■ **Objetivo A**:
Recolha todas as linhas dos registos que contêm a palavra "utensil", respeitando maiúsculas e minúsculas.

■ **Excerto do texto**:

Estávamos todos à mesa do pequeno almoço quando ouvimos três fortes pancadas na porta. "Mas quem será a esta hora da manhã?" pensei. A Maria saiu da cozinha alvoraçada e, após ter limpo as mãos ao avental, abriu a porta. A D. Aurora entrou de rompante pela minha sala adentro, vestida com uma das suas saias travadas até ao joelho e uma blusa lisa, e procurou-me com o seu olhar. Levantei-me de um salto e dirigi-me a ela, prometendo-lhe que passaria na sua loja mais tarde para acertarmos contas, antes que ela fizesse um escândalo à frente de todos.

- Esqueça as dívidas, Milord! De nada nos serve o dinheiro - disse-me enquanto me agarrava as mãos num estado de desespero. Os seus olhos estavam apavorados.

Pedi-lhe para se sentar e disse à Maria que lhe trouxesse um copo de água, mas da torneira e sem açúcar, porque Milord tem que economizar. Perguntei à D. Aurora o que se estava a passar.

- Eu li na Internet que o mundo vai acabar na noite da passagem para o novo ano! E desta vez vai ser em fogo!

Ouvi qualquer coisa a partir-se e, quando me virei, vi que as três mulheres estavam horrorizadas com o que acabaram de ouvir, até o Sebastião fitou-nos de boca aberta. Misha continuava a lamber a sua taça em busca de restos de comida e dei graças a Deus por pelo menos aquele pobre animal não perceber nada do que aquela mulher tresloucada estava para ali a dizer.

- Vamos lá ter calma minha gente - disse pacientemente, e virando-me para a D. Aurora: - isso é uma estupidez, mulher! Não devemos acreditar em tudo o que se diz na Internet.

- Isso é verdade - interveio o Sebastião - uma vez li na Internet que fazia mal comer comida para gato e olhe eu ainda estou aqui vivinho da silva.

Todos o olhamos estupefactos. Vi que ele se arrependeu do que tinha acabado de dizer mas, em vez de sentir envergonhado, encolheu os ombros e continuou a comer o seu pão. Bem me pareceu que andava a desaparecer muitas latas de comida do Misha... Decidi ignorar o assunto, por enquanto.

- É como lhe digo D. Aurora, o mundo só acaba para quem morre.

- Não, não, não - a mulher abanava constantemente a cabeça - tenho a certeza que o que li é verdade. O artigo citava passagens da bíblia que eu mesma fui confirmar. Uma desgraça que se vai abater sobre nós!

Apesar de não perceber muito bem o português, Pauline foi a correr sentar-se no colo da avó em busca de conforto. Ela falou-lhe algumas palavras em francês para que não se afligisse, seria provavelmente uma brincadeira de mau gosto. Eu não lhe chamaria brincadeira, mas sim ignorância pura.

Tentei a todo o custo tirar aquelas ideias malucas da cabeça da D. Aurora, mas a mulher estava irredutível. Perguntou-me se tinha alguma bíblia em casa para me mostrar as passagens para comprovar que o que ela estava a dizer tinha algum fundamento. Disse-lhe que lamentava mas não tinha nenhuma.

- Nós vamos realizar uma novena na igreja para que o Senhor tenha piedade de nós, e eu vim cá para vos convidar e dizer que é importante a vossa presença lá. Precisamos de estar todos unidos nesta hora para que Deus tenha compaixão de nós.

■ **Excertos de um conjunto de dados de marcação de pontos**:
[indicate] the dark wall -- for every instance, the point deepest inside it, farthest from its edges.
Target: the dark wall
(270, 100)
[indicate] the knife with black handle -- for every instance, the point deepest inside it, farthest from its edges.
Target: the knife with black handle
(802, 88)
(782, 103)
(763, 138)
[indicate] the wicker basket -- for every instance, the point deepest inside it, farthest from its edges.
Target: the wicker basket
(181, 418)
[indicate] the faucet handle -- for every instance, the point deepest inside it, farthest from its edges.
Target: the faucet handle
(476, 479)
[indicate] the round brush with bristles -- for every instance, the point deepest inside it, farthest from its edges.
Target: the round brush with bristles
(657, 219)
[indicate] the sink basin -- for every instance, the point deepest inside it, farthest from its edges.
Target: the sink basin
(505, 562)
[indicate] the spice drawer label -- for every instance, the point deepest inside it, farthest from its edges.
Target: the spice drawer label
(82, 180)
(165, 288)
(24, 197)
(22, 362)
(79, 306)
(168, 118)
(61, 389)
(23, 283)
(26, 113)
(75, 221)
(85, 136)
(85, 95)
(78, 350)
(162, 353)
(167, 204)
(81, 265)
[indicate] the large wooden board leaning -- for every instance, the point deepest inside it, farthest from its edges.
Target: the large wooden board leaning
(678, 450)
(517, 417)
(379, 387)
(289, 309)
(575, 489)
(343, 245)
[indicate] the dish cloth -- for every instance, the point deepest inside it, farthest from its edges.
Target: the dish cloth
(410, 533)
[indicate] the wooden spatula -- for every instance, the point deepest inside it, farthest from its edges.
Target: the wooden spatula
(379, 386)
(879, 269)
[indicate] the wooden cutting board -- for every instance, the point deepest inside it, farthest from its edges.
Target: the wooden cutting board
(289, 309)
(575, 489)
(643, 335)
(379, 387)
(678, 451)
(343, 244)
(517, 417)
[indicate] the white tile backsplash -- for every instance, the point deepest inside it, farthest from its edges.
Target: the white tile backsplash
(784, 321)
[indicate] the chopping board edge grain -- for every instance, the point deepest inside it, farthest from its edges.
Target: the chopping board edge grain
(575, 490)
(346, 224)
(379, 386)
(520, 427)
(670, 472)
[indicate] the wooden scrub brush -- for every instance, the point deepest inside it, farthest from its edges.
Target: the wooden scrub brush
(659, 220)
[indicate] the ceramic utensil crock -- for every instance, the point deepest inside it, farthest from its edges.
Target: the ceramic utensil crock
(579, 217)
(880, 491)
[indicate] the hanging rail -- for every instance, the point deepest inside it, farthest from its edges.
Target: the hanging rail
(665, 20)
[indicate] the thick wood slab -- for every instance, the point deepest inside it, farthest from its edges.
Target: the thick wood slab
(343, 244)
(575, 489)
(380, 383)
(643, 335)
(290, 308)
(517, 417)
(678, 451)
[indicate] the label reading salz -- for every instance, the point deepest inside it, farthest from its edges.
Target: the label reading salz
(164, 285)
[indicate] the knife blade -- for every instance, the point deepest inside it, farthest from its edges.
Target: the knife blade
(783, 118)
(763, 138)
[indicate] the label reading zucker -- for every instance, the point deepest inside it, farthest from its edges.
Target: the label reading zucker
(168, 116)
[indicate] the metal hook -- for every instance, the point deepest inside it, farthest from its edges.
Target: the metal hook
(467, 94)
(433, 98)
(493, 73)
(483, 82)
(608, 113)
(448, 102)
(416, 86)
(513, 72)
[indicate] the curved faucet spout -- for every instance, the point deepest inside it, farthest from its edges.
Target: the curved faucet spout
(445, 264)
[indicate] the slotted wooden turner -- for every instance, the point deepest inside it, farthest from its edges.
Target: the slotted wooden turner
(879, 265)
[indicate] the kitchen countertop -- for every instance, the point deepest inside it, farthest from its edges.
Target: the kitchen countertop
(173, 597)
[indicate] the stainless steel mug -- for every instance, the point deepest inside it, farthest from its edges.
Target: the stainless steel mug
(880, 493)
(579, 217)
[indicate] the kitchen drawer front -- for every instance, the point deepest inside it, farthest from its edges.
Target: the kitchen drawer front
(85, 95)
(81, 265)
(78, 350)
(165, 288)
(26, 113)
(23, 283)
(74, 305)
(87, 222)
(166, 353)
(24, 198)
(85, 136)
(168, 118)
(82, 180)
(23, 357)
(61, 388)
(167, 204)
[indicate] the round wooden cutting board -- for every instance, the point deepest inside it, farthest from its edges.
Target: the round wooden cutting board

■ **Objetivo B**:
Transcreva do excerto do texto o trecho que começa em "Apesar de não" e continua até "compaixão de nós.".

■ **Resposta final A**:
[indicate] the ceramic utensil crock -- for every instance, the point deepest inside it, farthest from its edges.
Target: the ceramic utensil crock

■ **Resposta final B**:
Apesar de não perceber muito bem o português, Pauline foi a correr sentar-se no colo da avó em busca de conforto. Ela falou-lhe algumas palavras em francês para que não se afligisse, seria provavelmente uma brincadeira de mau gosto. Eu não lhe chamaria brincadeira, mas sim ignorância pura.

Tentei a todo o custo tirar aquelas ideias malucas da cabeça da D. Aurora, mas a mulher estava irredutível. Perguntou-me se tinha alguma bíblia em casa para me mostrar as passagens para comprovar que o que ela estava a dizer tinha algum fundamento. Disse-lhe que lamentava mas não tinha nenhuma.

- Nós vamos realizar uma novena na igreja para que o Senhor tenha piedade de nós, e eu vim cá para vos convidar e dizer que é importante a vossa presença lá. Precisamos de estar todos unidos nesta hora para que Deus tenha compaixão de nós.